▸ Dataset content
- - - - - - -
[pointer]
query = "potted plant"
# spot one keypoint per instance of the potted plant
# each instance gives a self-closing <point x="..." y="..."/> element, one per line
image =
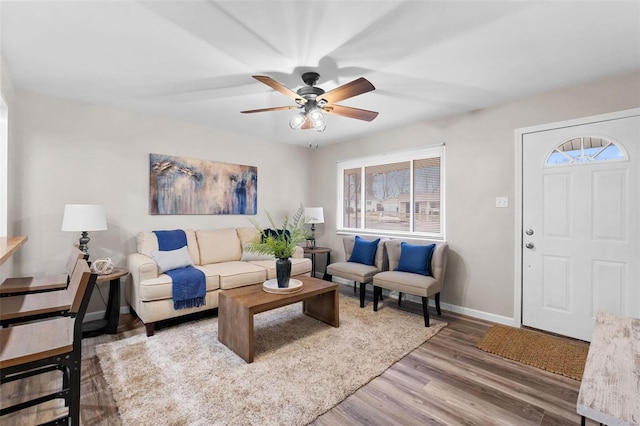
<point x="281" y="242"/>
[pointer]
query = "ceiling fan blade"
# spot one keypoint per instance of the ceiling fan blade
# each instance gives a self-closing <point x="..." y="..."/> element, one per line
<point x="349" y="90"/>
<point x="280" y="88"/>
<point x="269" y="109"/>
<point x="357" y="113"/>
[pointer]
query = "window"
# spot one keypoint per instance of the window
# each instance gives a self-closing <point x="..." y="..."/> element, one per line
<point x="585" y="149"/>
<point x="396" y="194"/>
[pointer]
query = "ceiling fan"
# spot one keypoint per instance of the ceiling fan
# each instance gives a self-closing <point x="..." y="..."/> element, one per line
<point x="313" y="101"/>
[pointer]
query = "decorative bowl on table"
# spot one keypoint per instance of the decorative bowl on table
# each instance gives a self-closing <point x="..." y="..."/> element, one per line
<point x="271" y="286"/>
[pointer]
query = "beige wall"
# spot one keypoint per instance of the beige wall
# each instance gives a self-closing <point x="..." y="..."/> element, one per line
<point x="7" y="92"/>
<point x="72" y="152"/>
<point x="480" y="165"/>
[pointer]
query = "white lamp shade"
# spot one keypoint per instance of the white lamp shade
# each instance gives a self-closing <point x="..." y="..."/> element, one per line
<point x="84" y="217"/>
<point x="314" y="214"/>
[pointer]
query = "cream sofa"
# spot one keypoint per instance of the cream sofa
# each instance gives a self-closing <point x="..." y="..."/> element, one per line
<point x="218" y="253"/>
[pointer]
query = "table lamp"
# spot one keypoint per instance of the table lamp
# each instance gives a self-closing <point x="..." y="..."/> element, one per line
<point x="314" y="215"/>
<point x="84" y="218"/>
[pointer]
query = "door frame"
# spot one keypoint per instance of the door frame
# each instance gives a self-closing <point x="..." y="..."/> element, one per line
<point x="518" y="240"/>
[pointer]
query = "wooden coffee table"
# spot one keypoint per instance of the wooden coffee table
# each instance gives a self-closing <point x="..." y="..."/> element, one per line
<point x="238" y="306"/>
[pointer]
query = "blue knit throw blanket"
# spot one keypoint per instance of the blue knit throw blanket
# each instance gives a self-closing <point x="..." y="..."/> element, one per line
<point x="189" y="284"/>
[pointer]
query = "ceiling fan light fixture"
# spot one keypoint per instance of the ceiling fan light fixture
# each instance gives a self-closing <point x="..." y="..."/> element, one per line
<point x="297" y="121"/>
<point x="316" y="115"/>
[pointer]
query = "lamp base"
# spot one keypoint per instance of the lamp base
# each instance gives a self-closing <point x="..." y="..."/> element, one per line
<point x="84" y="244"/>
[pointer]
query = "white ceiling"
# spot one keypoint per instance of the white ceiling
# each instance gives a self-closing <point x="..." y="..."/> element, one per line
<point x="193" y="60"/>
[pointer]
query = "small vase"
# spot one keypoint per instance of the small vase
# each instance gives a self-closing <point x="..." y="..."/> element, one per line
<point x="283" y="272"/>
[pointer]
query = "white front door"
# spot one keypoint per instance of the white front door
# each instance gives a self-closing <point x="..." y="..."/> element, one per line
<point x="580" y="220"/>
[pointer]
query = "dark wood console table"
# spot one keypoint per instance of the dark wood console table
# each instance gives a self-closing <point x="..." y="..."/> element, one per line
<point x="318" y="250"/>
<point x="109" y="324"/>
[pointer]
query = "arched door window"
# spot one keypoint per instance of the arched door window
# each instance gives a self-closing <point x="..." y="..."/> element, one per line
<point x="585" y="149"/>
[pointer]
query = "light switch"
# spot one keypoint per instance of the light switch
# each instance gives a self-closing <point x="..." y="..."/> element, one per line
<point x="502" y="202"/>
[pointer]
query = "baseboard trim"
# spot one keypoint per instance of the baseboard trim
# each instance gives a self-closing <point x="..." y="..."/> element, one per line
<point x="487" y="316"/>
<point x="98" y="315"/>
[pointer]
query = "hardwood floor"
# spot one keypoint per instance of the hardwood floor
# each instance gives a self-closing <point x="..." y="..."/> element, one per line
<point x="445" y="381"/>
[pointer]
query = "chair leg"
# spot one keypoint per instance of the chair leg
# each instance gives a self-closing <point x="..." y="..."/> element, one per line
<point x="74" y="406"/>
<point x="376" y="292"/>
<point x="425" y="310"/>
<point x="150" y="327"/>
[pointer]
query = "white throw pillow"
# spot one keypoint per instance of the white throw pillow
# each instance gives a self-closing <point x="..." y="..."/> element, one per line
<point x="172" y="259"/>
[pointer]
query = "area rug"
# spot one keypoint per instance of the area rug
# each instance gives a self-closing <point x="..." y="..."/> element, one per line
<point x="554" y="354"/>
<point x="302" y="367"/>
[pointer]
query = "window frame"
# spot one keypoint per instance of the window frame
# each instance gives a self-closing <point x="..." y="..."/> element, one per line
<point x="431" y="151"/>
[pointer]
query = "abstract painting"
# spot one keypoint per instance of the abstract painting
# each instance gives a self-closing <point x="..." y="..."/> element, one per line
<point x="179" y="185"/>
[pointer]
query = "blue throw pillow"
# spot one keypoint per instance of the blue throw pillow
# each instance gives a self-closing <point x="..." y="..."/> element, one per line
<point x="415" y="258"/>
<point x="364" y="251"/>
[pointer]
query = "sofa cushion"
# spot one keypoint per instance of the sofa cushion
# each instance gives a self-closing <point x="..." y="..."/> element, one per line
<point x="147" y="242"/>
<point x="364" y="251"/>
<point x="236" y="274"/>
<point x="415" y="258"/>
<point x="247" y="234"/>
<point x="219" y="245"/>
<point x="161" y="288"/>
<point x="299" y="266"/>
<point x="172" y="259"/>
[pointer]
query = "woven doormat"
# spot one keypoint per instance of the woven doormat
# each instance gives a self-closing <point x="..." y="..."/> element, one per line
<point x="554" y="354"/>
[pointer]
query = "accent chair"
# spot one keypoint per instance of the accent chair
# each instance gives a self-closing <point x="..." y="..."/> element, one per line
<point x="409" y="275"/>
<point x="355" y="271"/>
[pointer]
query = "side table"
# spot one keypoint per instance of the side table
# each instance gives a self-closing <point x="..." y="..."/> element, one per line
<point x="313" y="252"/>
<point x="109" y="324"/>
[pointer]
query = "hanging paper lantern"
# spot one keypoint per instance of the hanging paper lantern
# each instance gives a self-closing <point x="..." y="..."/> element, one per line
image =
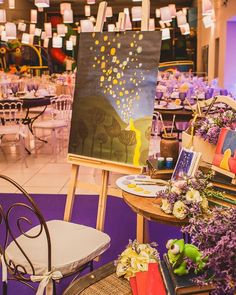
<point x="11" y="4"/>
<point x="69" y="45"/>
<point x="111" y="28"/>
<point x="57" y="42"/>
<point x="22" y="27"/>
<point x="32" y="29"/>
<point x="37" y="32"/>
<point x="165" y="14"/>
<point x="87" y="10"/>
<point x="158" y="13"/>
<point x="48" y="29"/>
<point x="46" y="42"/>
<point x="42" y="3"/>
<point x="10" y="29"/>
<point x="64" y="6"/>
<point x="86" y="26"/>
<point x="109" y="11"/>
<point x="165" y="34"/>
<point x="136" y="12"/>
<point x="185" y="30"/>
<point x="2" y="15"/>
<point x="128" y="24"/>
<point x="181" y="18"/>
<point x="33" y="16"/>
<point x="68" y="16"/>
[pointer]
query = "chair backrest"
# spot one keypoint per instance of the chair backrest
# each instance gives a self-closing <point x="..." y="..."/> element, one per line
<point x="14" y="220"/>
<point x="11" y="112"/>
<point x="62" y="107"/>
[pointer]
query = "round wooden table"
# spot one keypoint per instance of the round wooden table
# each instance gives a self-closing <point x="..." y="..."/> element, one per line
<point x="148" y="209"/>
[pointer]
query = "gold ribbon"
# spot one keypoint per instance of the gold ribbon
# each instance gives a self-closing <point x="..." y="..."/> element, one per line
<point x="46" y="281"/>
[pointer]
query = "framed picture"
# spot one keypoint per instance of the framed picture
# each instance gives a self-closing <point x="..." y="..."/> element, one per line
<point x="225" y="154"/>
<point x="187" y="164"/>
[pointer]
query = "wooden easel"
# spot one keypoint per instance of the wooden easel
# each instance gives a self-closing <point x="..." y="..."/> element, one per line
<point x="103" y="189"/>
<point x="105" y="166"/>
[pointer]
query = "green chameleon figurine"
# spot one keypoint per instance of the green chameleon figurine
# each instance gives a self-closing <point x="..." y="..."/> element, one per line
<point x="178" y="251"/>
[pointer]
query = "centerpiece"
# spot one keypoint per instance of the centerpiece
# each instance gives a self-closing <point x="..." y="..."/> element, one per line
<point x="215" y="236"/>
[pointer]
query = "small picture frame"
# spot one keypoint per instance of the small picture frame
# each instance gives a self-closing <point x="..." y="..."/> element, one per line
<point x="187" y="164"/>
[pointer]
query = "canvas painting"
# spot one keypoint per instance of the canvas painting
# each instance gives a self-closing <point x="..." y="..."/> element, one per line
<point x="225" y="155"/>
<point x="114" y="96"/>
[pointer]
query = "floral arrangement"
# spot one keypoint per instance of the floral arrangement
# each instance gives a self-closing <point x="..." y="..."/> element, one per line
<point x="215" y="236"/>
<point x="188" y="196"/>
<point x="209" y="127"/>
<point x="135" y="258"/>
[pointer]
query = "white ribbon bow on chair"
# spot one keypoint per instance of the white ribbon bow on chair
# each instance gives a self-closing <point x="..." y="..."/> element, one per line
<point x="46" y="281"/>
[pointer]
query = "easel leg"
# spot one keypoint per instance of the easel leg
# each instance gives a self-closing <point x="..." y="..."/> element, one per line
<point x="142" y="230"/>
<point x="71" y="193"/>
<point x="102" y="201"/>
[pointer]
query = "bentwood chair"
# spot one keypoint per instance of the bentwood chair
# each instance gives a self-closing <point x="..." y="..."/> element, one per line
<point x="59" y="121"/>
<point x="12" y="131"/>
<point x="46" y="252"/>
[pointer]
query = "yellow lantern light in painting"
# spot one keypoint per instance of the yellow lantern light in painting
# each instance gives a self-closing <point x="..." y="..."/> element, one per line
<point x="42" y="3"/>
<point x="10" y="29"/>
<point x="165" y="34"/>
<point x="166" y="14"/>
<point x="136" y="12"/>
<point x="33" y="16"/>
<point x="11" y="4"/>
<point x="64" y="6"/>
<point x="2" y="15"/>
<point x="68" y="16"/>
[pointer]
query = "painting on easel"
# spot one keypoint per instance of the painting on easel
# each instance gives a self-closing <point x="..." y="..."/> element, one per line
<point x="114" y="96"/>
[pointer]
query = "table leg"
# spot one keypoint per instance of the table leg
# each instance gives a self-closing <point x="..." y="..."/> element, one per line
<point x="71" y="193"/>
<point x="142" y="229"/>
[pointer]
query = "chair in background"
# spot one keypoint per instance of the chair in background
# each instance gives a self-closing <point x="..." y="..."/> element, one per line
<point x="12" y="131"/>
<point x="59" y="121"/>
<point x="47" y="252"/>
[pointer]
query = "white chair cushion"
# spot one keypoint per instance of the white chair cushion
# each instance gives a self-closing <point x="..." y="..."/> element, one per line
<point x="9" y="129"/>
<point x="72" y="246"/>
<point x="50" y="124"/>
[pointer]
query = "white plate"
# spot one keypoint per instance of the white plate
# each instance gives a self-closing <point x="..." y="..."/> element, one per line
<point x="129" y="184"/>
<point x="170" y="106"/>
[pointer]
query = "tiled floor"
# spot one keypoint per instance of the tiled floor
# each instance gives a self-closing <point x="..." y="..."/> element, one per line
<point x="43" y="173"/>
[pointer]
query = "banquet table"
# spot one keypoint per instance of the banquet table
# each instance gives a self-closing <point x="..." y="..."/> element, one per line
<point x="148" y="209"/>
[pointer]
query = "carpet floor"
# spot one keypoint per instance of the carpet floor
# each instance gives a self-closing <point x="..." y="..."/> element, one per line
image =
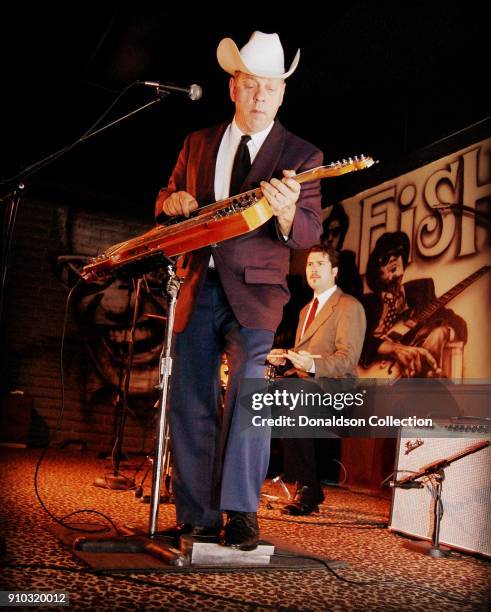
<point x="377" y="574"/>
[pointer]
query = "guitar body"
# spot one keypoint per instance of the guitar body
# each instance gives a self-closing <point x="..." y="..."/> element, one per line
<point x="412" y="329"/>
<point x="174" y="239"/>
<point x="206" y="226"/>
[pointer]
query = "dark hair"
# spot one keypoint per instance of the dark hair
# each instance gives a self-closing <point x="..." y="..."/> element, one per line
<point x="389" y="243"/>
<point x="327" y="250"/>
<point x="337" y="214"/>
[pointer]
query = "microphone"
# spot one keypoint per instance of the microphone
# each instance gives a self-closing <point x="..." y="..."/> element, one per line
<point x="410" y="484"/>
<point x="193" y="91"/>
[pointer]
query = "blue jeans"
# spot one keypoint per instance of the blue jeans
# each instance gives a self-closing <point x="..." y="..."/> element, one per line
<point x="215" y="468"/>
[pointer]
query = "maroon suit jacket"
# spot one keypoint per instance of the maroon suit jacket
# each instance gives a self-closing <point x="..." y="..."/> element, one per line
<point x="252" y="267"/>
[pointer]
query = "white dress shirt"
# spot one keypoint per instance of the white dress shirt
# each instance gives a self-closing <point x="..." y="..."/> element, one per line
<point x="226" y="155"/>
<point x="322" y="299"/>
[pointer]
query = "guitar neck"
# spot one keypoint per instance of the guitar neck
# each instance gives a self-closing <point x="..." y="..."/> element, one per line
<point x="440" y="302"/>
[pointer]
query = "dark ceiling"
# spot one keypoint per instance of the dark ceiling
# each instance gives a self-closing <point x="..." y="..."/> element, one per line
<point x="380" y="77"/>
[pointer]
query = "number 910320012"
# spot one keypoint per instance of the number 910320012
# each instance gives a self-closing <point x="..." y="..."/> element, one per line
<point x="34" y="598"/>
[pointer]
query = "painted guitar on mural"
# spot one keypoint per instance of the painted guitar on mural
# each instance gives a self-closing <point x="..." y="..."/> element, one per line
<point x="207" y="225"/>
<point x="408" y="329"/>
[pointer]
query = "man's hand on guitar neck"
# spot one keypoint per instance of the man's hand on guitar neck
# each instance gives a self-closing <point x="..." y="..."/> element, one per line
<point x="282" y="197"/>
<point x="411" y="359"/>
<point x="179" y="203"/>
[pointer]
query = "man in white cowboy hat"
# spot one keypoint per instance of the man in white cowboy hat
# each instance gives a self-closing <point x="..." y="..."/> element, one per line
<point x="233" y="294"/>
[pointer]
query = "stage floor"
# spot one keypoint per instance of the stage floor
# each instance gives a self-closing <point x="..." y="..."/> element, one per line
<point x="350" y="527"/>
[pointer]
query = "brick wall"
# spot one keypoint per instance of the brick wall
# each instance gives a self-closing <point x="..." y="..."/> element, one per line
<point x="33" y="324"/>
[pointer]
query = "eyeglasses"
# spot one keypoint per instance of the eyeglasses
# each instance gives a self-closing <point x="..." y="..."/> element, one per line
<point x="385" y="258"/>
<point x="333" y="231"/>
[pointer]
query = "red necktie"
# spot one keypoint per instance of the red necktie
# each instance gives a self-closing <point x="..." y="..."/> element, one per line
<point x="313" y="310"/>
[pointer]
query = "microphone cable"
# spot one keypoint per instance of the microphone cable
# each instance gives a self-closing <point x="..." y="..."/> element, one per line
<point x="56" y="429"/>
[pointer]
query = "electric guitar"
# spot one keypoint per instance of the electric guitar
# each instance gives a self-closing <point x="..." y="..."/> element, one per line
<point x="205" y="226"/>
<point x="405" y="331"/>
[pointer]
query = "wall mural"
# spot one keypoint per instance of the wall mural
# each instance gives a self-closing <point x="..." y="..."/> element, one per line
<point x="406" y="250"/>
<point x="423" y="256"/>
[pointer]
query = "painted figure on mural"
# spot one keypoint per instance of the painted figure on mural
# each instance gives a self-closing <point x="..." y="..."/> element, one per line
<point x="391" y="351"/>
<point x="104" y="313"/>
<point x="334" y="230"/>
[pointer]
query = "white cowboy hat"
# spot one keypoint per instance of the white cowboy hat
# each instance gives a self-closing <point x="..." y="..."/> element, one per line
<point x="262" y="56"/>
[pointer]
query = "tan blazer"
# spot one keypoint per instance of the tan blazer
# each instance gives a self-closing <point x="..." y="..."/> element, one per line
<point x="337" y="333"/>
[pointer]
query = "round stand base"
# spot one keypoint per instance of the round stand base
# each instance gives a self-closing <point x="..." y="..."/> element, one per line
<point x="427" y="548"/>
<point x="118" y="483"/>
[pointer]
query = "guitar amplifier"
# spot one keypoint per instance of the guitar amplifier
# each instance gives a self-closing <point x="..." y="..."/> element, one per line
<point x="466" y="488"/>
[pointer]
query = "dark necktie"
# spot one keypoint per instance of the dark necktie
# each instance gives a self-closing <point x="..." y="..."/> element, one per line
<point x="391" y="314"/>
<point x="241" y="167"/>
<point x="312" y="312"/>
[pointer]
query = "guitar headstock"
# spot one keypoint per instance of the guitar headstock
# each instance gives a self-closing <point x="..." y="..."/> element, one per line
<point x="344" y="166"/>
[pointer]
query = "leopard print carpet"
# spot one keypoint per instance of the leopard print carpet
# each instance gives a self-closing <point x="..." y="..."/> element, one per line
<point x="379" y="574"/>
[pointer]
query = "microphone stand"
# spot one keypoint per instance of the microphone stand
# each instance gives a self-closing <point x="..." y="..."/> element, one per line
<point x="118" y="481"/>
<point x="138" y="539"/>
<point x="435" y="474"/>
<point x="13" y="198"/>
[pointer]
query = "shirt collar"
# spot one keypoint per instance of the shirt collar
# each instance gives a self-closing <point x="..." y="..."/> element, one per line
<point x="257" y="139"/>
<point x="324" y="296"/>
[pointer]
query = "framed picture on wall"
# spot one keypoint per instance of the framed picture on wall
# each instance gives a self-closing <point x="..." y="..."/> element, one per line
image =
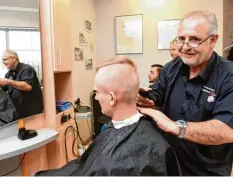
<point x="128" y="34"/>
<point x="88" y="26"/>
<point x="167" y="32"/>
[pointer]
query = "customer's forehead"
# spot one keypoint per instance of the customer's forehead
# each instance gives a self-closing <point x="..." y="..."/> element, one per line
<point x="193" y="25"/>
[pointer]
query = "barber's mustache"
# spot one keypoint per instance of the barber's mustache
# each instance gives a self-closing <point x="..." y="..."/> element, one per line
<point x="187" y="53"/>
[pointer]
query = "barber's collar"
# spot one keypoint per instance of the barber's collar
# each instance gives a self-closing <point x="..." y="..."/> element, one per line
<point x="16" y="70"/>
<point x="129" y="121"/>
<point x="205" y="73"/>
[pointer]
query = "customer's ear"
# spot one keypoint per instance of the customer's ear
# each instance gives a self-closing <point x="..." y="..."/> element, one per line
<point x="112" y="99"/>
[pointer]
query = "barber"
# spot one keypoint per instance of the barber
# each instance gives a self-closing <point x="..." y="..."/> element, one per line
<point x="195" y="95"/>
<point x="22" y="84"/>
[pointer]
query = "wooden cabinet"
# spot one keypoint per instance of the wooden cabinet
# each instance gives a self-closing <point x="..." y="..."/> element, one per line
<point x="61" y="35"/>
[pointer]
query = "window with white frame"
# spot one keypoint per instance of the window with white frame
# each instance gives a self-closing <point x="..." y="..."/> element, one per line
<point x="26" y="42"/>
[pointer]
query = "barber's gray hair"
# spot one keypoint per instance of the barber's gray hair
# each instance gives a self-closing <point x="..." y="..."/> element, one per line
<point x="210" y="17"/>
<point x="11" y="53"/>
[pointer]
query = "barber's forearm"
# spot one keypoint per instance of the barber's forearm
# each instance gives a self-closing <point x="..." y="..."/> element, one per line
<point x="213" y="132"/>
<point x="20" y="85"/>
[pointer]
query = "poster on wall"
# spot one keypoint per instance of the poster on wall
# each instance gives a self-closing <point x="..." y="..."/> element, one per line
<point x="78" y="54"/>
<point x="128" y="34"/>
<point x="89" y="64"/>
<point x="91" y="47"/>
<point x="167" y="32"/>
<point x="82" y="39"/>
<point x="88" y="26"/>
- - - - - - -
▸ Short task
Please find every line in the items above that contains the string "cushion", and copy each of those lines in full.

▸ Full answer
query = "sofa cushion"
# spot one keypoint per instance of the sofa cushion
query = "white chair cushion"
# spot one keypoint per instance of the white chair cushion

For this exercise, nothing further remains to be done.